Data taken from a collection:
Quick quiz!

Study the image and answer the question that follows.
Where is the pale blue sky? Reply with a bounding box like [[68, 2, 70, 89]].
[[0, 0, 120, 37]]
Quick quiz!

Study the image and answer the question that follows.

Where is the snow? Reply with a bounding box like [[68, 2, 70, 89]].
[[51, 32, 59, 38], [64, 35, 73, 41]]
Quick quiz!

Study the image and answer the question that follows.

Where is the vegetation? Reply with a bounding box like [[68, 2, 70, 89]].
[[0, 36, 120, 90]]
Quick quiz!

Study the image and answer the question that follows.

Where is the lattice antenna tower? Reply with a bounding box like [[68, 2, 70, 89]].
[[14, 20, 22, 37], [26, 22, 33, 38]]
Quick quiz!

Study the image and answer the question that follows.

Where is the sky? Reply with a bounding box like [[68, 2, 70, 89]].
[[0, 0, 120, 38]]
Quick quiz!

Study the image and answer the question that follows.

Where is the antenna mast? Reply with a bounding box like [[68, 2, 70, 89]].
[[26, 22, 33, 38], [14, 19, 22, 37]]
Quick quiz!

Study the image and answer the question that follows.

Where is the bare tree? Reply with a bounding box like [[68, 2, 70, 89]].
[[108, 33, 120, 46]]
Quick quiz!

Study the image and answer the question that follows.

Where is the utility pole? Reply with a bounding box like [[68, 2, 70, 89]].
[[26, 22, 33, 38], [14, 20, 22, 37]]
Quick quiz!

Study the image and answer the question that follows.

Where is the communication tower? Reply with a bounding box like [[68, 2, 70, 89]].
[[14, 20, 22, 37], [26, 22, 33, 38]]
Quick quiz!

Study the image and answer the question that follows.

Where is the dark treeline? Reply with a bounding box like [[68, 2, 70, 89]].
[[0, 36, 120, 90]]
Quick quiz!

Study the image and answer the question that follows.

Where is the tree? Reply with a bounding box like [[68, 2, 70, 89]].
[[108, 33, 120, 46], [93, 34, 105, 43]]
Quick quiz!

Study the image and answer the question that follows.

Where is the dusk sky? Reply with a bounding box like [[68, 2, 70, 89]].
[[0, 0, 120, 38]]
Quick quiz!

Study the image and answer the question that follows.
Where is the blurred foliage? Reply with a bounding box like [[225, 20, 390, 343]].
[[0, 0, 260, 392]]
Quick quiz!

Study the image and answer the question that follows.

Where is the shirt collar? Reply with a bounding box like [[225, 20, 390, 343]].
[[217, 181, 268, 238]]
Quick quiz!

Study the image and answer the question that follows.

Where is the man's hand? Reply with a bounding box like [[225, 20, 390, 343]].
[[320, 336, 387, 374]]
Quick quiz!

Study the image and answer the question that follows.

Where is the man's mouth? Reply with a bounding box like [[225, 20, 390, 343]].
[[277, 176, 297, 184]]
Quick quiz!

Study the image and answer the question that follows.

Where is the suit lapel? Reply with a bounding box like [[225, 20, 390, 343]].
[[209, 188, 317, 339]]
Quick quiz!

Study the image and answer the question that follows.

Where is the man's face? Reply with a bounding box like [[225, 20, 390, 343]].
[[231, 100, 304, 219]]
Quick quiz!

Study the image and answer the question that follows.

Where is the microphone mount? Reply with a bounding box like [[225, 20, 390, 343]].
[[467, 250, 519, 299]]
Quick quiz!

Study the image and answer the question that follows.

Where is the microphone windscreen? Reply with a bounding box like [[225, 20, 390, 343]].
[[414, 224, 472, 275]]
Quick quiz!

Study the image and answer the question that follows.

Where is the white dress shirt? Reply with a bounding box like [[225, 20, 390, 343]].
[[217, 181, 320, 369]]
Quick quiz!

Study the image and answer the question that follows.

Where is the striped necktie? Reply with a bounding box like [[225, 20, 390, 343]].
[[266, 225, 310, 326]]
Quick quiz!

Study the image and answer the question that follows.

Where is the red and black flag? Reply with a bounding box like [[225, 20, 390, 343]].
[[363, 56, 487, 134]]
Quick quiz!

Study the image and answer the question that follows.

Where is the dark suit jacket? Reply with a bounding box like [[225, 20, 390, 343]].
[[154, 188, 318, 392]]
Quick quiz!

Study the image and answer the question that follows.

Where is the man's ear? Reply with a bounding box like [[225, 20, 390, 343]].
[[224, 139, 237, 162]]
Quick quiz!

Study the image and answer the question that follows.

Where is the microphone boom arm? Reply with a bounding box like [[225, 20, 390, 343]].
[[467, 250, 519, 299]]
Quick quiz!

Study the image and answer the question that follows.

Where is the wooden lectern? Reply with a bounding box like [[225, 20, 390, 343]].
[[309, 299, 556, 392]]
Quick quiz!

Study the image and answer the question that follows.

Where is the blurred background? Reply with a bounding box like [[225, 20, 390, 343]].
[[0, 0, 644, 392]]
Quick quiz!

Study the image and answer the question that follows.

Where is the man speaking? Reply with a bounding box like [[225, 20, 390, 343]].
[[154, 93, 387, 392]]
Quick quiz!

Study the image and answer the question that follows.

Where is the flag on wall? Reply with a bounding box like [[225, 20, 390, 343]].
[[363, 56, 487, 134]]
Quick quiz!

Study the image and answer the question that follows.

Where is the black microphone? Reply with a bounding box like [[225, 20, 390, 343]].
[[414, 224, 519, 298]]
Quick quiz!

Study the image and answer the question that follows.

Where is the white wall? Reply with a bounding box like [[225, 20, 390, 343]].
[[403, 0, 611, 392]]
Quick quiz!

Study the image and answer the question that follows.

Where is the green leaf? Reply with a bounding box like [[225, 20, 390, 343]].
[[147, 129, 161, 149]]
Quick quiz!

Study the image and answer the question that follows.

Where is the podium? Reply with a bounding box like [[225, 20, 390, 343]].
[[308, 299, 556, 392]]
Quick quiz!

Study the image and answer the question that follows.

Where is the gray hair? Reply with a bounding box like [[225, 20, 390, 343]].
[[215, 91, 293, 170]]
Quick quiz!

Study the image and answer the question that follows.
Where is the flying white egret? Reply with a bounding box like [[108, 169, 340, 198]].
---
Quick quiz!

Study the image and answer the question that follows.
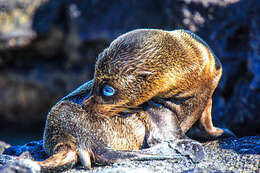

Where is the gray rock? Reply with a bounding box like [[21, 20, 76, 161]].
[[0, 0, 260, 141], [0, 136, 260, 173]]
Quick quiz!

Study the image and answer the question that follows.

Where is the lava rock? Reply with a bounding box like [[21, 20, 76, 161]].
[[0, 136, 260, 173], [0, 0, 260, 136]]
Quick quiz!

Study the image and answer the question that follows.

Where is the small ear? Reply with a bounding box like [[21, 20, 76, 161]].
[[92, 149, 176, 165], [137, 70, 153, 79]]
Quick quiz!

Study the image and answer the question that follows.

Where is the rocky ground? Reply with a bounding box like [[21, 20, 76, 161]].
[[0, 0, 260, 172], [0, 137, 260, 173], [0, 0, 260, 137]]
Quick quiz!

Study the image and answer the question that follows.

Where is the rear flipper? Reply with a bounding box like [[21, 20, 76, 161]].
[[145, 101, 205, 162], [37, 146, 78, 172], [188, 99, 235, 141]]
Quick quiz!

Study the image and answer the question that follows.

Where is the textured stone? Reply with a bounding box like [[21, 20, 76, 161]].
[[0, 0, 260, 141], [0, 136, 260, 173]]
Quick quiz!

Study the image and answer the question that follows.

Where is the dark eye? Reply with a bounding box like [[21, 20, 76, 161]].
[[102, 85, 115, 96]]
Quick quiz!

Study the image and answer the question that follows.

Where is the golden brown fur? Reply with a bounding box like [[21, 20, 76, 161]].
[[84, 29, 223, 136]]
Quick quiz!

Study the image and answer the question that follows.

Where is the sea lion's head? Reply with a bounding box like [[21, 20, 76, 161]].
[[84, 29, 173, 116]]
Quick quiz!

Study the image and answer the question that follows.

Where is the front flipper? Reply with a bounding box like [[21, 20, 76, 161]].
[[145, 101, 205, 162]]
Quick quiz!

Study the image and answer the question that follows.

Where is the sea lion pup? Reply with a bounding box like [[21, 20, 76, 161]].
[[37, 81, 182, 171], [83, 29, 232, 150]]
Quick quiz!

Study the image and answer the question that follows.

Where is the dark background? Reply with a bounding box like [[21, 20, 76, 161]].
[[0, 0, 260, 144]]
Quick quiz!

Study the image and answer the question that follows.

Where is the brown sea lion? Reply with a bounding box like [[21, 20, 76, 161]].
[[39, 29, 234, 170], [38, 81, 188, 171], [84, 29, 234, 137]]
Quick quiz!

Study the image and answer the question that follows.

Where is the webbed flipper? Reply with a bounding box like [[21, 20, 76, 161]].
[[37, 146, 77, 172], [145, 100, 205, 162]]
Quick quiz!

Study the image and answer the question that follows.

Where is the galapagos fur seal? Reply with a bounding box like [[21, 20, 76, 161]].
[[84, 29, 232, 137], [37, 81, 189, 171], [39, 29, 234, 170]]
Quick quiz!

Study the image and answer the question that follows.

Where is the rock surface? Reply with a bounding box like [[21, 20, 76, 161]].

» **Required work**: Return every line above that contains the word "black".

» **Complete answer**:
Where is the red and black flag? Reply with a bounding box like [[225, 20, 390, 343]].
Where is the black microphone? Reply with a bounding box like [[225, 20, 390, 343]].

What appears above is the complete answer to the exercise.